- _EXERCISE TASK_: Copy everything from the line with "Sample: x=270, y=338." down to the line with "x=591, y=236", changing "green dress" to "blue dress" and leaving the rest of those lines unchanged.

[Start of DATA FOR THE TASK]

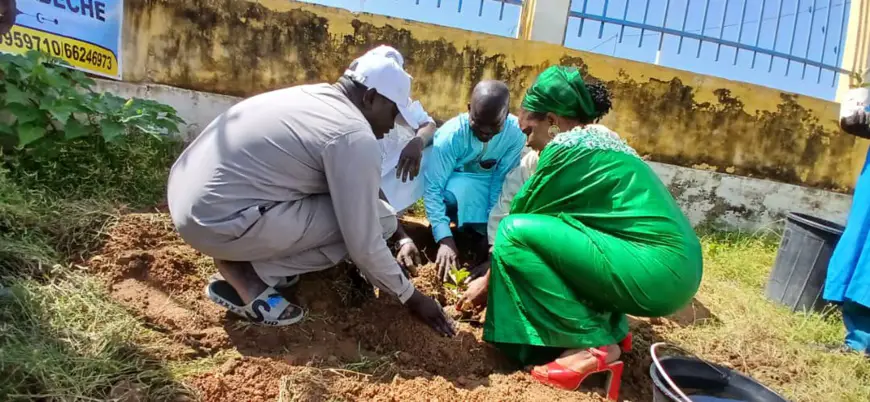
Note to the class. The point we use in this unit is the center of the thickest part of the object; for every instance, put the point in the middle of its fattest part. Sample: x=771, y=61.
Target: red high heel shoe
x=562, y=377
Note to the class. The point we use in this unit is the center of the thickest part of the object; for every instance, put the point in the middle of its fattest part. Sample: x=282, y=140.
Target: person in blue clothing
x=468, y=161
x=848, y=280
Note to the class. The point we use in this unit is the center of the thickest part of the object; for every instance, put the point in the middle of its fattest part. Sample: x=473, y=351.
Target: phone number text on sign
x=77, y=53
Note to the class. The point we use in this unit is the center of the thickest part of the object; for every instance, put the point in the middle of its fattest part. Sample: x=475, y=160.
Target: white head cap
x=382, y=72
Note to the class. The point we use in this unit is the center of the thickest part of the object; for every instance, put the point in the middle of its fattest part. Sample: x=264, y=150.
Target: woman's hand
x=409, y=160
x=409, y=257
x=476, y=294
x=446, y=257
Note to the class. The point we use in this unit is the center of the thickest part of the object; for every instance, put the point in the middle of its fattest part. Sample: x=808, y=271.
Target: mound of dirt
x=352, y=345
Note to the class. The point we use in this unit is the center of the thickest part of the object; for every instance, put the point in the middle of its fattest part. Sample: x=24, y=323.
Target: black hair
x=600, y=100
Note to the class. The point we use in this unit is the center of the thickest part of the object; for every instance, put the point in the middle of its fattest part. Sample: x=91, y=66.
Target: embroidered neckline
x=594, y=137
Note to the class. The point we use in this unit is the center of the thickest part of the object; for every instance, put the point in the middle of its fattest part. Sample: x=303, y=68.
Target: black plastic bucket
x=798, y=276
x=702, y=381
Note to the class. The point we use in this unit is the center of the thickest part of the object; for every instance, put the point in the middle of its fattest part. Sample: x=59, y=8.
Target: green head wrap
x=560, y=90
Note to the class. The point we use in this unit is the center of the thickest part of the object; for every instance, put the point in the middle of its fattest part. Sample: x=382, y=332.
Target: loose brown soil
x=349, y=347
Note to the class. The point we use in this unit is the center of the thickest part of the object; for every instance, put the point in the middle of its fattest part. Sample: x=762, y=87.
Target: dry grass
x=67, y=340
x=786, y=351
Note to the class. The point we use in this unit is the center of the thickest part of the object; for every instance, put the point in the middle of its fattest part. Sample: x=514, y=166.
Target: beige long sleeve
x=512, y=185
x=353, y=173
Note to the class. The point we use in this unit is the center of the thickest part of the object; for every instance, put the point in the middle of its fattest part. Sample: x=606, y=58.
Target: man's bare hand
x=446, y=258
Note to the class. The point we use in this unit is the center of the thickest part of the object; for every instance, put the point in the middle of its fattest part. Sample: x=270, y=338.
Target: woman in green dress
x=591, y=236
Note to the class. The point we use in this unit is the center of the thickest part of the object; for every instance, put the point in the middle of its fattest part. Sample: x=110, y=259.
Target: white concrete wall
x=198, y=109
x=549, y=20
x=707, y=198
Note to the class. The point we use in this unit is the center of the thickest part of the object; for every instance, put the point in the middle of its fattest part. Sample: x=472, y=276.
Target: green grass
x=790, y=352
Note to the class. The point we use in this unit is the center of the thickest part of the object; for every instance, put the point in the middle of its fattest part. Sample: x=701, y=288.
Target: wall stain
x=242, y=48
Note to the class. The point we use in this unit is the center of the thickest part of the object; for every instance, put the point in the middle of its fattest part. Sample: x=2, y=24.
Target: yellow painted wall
x=240, y=47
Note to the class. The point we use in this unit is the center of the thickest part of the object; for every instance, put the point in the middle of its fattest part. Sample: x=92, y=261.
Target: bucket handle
x=667, y=378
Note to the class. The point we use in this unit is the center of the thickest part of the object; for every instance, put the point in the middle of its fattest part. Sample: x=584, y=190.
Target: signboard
x=84, y=33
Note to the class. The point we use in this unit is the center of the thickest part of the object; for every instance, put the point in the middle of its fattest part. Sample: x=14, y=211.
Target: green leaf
x=26, y=114
x=112, y=130
x=28, y=133
x=16, y=95
x=6, y=129
x=75, y=129
x=61, y=111
x=169, y=125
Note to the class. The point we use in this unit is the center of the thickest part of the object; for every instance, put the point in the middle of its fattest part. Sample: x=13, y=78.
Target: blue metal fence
x=787, y=34
x=497, y=17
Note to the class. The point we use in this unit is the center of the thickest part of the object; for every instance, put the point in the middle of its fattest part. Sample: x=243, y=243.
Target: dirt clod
x=349, y=347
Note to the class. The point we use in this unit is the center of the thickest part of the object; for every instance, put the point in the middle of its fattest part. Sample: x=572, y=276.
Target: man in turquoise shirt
x=468, y=161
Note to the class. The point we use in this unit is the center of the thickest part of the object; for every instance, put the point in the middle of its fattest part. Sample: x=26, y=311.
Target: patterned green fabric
x=593, y=235
x=560, y=90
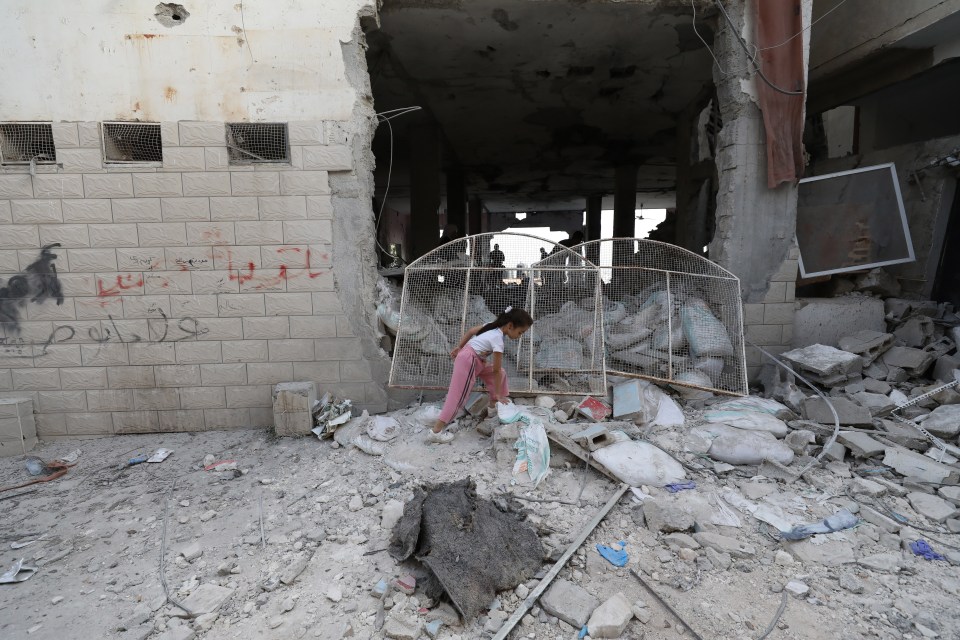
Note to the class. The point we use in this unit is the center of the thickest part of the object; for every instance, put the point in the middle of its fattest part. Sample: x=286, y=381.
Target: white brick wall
x=190, y=288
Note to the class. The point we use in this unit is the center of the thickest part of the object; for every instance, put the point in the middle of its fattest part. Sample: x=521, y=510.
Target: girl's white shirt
x=487, y=342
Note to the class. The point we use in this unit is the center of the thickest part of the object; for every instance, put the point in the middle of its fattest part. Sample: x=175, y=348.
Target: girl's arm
x=497, y=362
x=469, y=334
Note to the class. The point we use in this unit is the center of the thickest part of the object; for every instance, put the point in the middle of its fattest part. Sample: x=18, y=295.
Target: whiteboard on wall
x=852, y=221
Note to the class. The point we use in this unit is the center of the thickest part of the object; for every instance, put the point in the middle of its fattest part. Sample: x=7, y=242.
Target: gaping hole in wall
x=557, y=116
x=171, y=15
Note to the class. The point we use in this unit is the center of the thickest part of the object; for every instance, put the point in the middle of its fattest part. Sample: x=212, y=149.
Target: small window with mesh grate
x=258, y=143
x=27, y=143
x=132, y=143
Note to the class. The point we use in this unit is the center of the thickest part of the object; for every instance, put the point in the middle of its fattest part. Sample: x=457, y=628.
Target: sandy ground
x=102, y=530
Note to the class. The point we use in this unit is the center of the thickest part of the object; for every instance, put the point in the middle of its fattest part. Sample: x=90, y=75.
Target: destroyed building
x=207, y=215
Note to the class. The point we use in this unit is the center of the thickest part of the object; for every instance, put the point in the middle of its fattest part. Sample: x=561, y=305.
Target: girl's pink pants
x=466, y=368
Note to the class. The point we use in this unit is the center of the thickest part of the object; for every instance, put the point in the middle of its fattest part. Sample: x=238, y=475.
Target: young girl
x=470, y=361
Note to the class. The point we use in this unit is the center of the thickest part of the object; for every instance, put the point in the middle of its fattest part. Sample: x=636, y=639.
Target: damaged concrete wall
x=755, y=226
x=184, y=290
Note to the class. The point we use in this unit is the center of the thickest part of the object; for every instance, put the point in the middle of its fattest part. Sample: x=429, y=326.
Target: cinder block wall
x=189, y=290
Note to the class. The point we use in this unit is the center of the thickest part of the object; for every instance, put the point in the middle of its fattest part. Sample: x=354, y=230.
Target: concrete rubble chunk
x=913, y=464
x=293, y=408
x=869, y=345
x=914, y=361
x=830, y=554
x=875, y=403
x=401, y=628
x=944, y=421
x=610, y=619
x=950, y=493
x=861, y=445
x=797, y=588
x=931, y=507
x=723, y=544
x=884, y=562
x=569, y=602
x=916, y=331
x=867, y=487
x=206, y=598
x=850, y=414
x=663, y=516
x=681, y=540
x=874, y=517
x=826, y=365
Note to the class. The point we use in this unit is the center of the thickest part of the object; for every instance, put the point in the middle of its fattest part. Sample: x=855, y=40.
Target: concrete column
x=625, y=201
x=424, y=189
x=594, y=206
x=755, y=234
x=457, y=199
x=476, y=211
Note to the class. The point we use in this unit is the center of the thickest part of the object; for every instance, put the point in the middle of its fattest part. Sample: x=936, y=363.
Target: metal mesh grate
x=26, y=143
x=129, y=142
x=670, y=315
x=257, y=142
x=466, y=282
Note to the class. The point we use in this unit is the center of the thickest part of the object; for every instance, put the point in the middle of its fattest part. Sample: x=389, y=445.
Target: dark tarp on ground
x=778, y=20
x=471, y=549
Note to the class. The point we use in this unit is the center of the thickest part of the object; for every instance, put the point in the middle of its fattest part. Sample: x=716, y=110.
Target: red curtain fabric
x=778, y=20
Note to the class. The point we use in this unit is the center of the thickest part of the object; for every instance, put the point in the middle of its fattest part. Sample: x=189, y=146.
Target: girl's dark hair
x=518, y=317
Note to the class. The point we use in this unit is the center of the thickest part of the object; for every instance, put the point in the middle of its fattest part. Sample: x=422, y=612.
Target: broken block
x=293, y=408
x=914, y=361
x=869, y=345
x=826, y=365
x=593, y=437
x=816, y=409
x=18, y=431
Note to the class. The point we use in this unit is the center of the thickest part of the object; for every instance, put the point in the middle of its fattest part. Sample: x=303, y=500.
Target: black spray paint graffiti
x=159, y=330
x=37, y=283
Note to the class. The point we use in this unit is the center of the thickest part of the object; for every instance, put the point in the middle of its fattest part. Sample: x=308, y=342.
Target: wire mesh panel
x=257, y=142
x=669, y=315
x=466, y=283
x=131, y=142
x=27, y=143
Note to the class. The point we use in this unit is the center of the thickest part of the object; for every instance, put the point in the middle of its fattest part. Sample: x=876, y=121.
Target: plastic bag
x=427, y=415
x=533, y=453
x=383, y=428
x=508, y=412
x=707, y=335
x=638, y=463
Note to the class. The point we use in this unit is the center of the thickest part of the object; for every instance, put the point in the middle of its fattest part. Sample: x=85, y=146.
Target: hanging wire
x=383, y=117
x=746, y=50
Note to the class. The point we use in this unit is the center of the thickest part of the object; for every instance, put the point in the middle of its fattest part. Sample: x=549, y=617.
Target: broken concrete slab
x=914, y=361
x=852, y=414
x=206, y=598
x=826, y=320
x=932, y=507
x=861, y=445
x=911, y=463
x=569, y=602
x=824, y=364
x=869, y=345
x=830, y=554
x=610, y=619
x=723, y=544
x=944, y=421
x=884, y=562
x=875, y=403
x=293, y=408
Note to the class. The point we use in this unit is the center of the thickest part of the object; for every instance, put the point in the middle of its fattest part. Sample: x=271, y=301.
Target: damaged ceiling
x=539, y=100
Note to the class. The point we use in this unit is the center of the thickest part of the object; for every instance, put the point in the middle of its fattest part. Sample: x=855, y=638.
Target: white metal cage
x=467, y=282
x=669, y=315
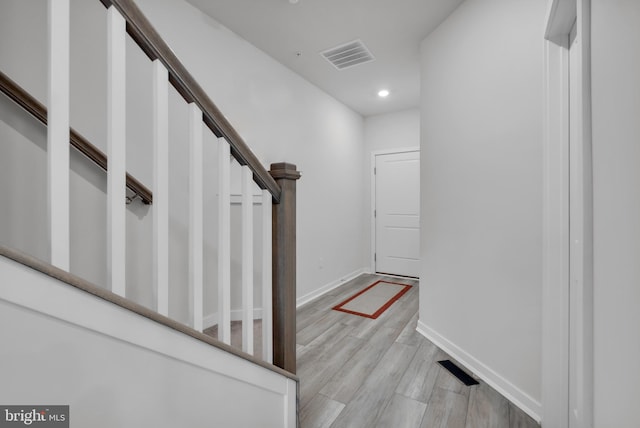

[End of DATA FOR THE TASK]

- _THE COMPLETED TASK_:
Note to the class. The point we use in this unit is the center of the thickest part of the object; for every instance, put the point in the middle of its fattest part. Sample: x=270, y=338.
Target: woman in blue dress
x=591, y=236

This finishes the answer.